_Description of the task_
Please copy the items starting at the line that contains "Would you please place a dot on the antelope with" and ending at the line that contains "point(42, 146)", request lines included. Shift every coordinate in the answer points by adding 86 to each number, leaving the sample points as they are.

- - -

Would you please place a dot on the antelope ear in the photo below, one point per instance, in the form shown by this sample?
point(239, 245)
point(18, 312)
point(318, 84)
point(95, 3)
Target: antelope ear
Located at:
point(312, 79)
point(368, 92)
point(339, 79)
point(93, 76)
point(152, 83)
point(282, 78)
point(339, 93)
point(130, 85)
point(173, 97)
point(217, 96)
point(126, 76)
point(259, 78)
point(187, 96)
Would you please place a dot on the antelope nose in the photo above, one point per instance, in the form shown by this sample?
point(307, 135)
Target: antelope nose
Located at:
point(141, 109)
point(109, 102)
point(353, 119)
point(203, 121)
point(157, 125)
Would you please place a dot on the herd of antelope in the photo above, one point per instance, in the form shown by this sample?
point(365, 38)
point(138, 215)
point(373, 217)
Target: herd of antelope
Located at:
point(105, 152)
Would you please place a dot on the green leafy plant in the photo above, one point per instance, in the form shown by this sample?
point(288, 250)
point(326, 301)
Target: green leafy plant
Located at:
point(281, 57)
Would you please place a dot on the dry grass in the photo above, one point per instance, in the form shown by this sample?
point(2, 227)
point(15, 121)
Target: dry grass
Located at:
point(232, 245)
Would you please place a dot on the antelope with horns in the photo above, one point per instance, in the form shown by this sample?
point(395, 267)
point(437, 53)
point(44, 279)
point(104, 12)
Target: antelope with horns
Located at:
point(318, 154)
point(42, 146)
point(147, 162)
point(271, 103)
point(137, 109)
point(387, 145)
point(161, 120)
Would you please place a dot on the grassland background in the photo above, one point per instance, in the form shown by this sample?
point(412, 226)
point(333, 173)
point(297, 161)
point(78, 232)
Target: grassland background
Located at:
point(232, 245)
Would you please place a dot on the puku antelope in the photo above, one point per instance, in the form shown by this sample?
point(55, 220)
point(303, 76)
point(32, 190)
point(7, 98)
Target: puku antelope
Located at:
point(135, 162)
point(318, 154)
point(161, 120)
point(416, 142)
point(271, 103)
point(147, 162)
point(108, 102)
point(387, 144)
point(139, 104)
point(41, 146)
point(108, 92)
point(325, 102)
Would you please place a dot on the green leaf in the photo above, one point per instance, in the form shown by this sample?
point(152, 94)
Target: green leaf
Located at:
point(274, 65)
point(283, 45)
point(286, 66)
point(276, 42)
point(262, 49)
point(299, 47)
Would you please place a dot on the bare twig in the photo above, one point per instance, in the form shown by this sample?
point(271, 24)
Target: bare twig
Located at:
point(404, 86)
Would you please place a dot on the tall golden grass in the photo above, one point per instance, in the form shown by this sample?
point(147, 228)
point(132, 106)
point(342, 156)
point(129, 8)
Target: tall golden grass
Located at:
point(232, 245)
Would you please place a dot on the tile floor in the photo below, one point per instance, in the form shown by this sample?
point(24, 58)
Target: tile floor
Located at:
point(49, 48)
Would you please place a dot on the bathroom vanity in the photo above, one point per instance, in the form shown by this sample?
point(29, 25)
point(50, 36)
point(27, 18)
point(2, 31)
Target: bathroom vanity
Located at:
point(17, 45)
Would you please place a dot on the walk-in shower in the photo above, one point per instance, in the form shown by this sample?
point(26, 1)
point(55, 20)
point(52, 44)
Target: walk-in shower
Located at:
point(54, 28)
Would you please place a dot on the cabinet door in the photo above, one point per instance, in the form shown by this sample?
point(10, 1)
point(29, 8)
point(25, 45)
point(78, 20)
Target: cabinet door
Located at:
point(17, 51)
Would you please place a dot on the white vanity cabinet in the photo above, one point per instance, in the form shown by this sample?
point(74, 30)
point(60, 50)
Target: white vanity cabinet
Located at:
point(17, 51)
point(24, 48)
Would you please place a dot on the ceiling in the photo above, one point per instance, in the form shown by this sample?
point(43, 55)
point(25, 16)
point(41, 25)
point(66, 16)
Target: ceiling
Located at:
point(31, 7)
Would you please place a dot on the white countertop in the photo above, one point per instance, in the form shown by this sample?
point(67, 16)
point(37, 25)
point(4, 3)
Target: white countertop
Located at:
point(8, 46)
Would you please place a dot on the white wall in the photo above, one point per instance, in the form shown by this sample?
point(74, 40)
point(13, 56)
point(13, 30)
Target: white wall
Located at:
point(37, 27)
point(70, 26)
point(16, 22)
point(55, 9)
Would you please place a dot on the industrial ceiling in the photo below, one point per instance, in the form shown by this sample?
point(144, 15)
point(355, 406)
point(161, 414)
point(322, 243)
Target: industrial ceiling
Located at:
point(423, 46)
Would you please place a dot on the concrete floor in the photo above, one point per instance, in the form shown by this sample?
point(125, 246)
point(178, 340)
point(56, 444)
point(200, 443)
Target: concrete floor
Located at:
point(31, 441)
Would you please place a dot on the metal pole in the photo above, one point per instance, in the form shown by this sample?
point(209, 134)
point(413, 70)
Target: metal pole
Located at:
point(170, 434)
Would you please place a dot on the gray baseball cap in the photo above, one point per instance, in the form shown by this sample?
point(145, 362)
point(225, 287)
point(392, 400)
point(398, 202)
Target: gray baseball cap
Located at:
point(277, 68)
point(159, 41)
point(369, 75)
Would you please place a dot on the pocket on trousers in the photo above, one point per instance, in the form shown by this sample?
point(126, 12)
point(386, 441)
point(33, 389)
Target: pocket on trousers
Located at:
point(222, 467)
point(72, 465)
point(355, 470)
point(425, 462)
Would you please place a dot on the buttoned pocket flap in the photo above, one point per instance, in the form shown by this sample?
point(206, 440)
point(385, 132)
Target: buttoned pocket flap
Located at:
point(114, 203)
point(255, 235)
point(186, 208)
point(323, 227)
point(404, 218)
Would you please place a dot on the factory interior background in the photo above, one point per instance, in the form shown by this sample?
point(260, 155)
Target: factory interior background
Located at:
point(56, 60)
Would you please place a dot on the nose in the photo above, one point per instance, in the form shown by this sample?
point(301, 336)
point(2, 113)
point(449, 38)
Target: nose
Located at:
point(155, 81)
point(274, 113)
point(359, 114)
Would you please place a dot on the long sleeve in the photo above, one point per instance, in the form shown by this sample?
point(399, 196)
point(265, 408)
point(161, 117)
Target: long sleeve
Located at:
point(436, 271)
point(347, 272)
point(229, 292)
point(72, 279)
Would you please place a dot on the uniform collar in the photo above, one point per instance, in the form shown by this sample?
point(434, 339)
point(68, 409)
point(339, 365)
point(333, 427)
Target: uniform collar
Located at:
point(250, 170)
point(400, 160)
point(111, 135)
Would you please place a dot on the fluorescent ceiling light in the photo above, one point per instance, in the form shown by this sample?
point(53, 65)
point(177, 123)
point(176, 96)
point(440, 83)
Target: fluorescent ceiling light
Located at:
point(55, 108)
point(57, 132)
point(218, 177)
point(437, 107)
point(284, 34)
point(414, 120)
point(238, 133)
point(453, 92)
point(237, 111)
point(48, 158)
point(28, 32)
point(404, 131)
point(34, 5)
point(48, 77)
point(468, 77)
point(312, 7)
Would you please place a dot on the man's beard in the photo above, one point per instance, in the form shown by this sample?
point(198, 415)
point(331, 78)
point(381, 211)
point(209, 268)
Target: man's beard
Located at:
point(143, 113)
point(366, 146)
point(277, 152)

- - -

_Complete response_
Would you please place a dot on the antelope with horns in the photo above, one point per instance, in the form shown by this sample?
point(395, 267)
point(437, 53)
point(44, 279)
point(104, 12)
Target: antelope with horns
Located at:
point(404, 240)
point(128, 232)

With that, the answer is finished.